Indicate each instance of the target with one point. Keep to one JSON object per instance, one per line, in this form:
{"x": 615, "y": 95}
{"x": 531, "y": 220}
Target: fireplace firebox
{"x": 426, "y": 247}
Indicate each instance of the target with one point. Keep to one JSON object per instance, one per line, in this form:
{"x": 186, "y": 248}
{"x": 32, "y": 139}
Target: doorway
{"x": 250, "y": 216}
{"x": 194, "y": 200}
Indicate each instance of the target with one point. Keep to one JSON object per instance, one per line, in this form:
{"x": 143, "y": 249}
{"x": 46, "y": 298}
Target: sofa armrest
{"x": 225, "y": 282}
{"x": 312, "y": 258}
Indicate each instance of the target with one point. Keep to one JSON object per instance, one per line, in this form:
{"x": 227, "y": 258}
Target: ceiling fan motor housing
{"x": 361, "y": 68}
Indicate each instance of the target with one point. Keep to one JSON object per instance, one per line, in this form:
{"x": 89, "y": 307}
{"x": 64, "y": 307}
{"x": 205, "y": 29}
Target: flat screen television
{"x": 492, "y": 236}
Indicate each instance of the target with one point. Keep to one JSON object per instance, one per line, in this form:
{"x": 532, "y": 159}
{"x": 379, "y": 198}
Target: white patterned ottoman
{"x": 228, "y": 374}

* TASK: Please rename "instance" to "occurrence" throughout all the records above, and write them out again with nothing else changed.

* WRITTEN SOLUTION:
Indicate each occurrence of the target with one point. Keep to one JSON object per occurrence, one per line, in this form:
{"x": 615, "y": 95}
{"x": 531, "y": 220}
Target: fireplace firebox
{"x": 426, "y": 247}
Indicate each occurrence of the target with one point. Keep to one JSON object per occurrence, one per line, in this form:
{"x": 186, "y": 248}
{"x": 32, "y": 139}
Target: doorway
{"x": 250, "y": 216}
{"x": 194, "y": 200}
Indicate each occurrence of the target with one point. Keep to one JSON object per occurrence, one per line, in this form:
{"x": 143, "y": 249}
{"x": 46, "y": 298}
Target: sofa armrest
{"x": 225, "y": 282}
{"x": 312, "y": 258}
Indicate each occurrence of the target with one point. Keep to one JSON object per occurrence, one per line, in this form:
{"x": 227, "y": 258}
Target: ceiling fan motor housing
{"x": 361, "y": 68}
Indicate each occurrence of the target with one point. Keep to one JSON object per occurrence, one per line, in this form:
{"x": 89, "y": 307}
{"x": 64, "y": 307}
{"x": 205, "y": 29}
Target: flat screen television
{"x": 492, "y": 236}
Indicate each occurrence of the target with one point. Keep to one JSON object per occurrence, one per line, in this form:
{"x": 532, "y": 159}
{"x": 379, "y": 198}
Target: white patterned ottoman
{"x": 228, "y": 374}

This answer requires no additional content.